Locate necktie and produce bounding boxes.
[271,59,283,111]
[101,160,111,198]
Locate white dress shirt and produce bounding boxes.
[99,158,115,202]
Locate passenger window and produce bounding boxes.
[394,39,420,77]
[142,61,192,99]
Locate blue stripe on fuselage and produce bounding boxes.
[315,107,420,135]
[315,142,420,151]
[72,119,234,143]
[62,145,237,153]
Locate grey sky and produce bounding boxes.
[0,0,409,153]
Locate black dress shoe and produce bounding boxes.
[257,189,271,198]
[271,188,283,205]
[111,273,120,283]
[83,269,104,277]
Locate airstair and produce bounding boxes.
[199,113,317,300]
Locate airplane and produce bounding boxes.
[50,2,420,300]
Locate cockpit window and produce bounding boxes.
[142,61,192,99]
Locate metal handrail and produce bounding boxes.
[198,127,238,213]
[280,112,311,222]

⁂

• [Do this] Rewrite all of the lines above, replacing each occurrence of "Locate" with "Find" and leaving everything else unchanged.

• [Task output]
Find necktie and produce bounding boxes.
[271,59,283,111]
[101,160,111,198]
Find white dress shirt and produce bounding boxes.
[99,158,115,202]
Find passenger window and produce bounding boxes.
[394,39,420,77]
[142,61,192,99]
Find blue stripe on fuselage and produce bounding boxes.
[315,107,420,135]
[315,142,420,151]
[72,119,234,143]
[62,145,237,153]
Find grey sky and produce bounding boxes.
[0,0,409,153]
Find black dress shoe and produce bounding boxes.
[257,189,271,198]
[271,188,283,205]
[111,273,120,283]
[83,269,104,277]
Find airstair and produce bounding boxes.
[199,113,317,300]
Find airplane and produce bounding boxes.
[50,2,420,300]
Find cockpit window and produce bounding boxes.
[142,61,192,99]
Find metal handrail and produce bounding boxes.
[198,127,238,213]
[280,112,311,222]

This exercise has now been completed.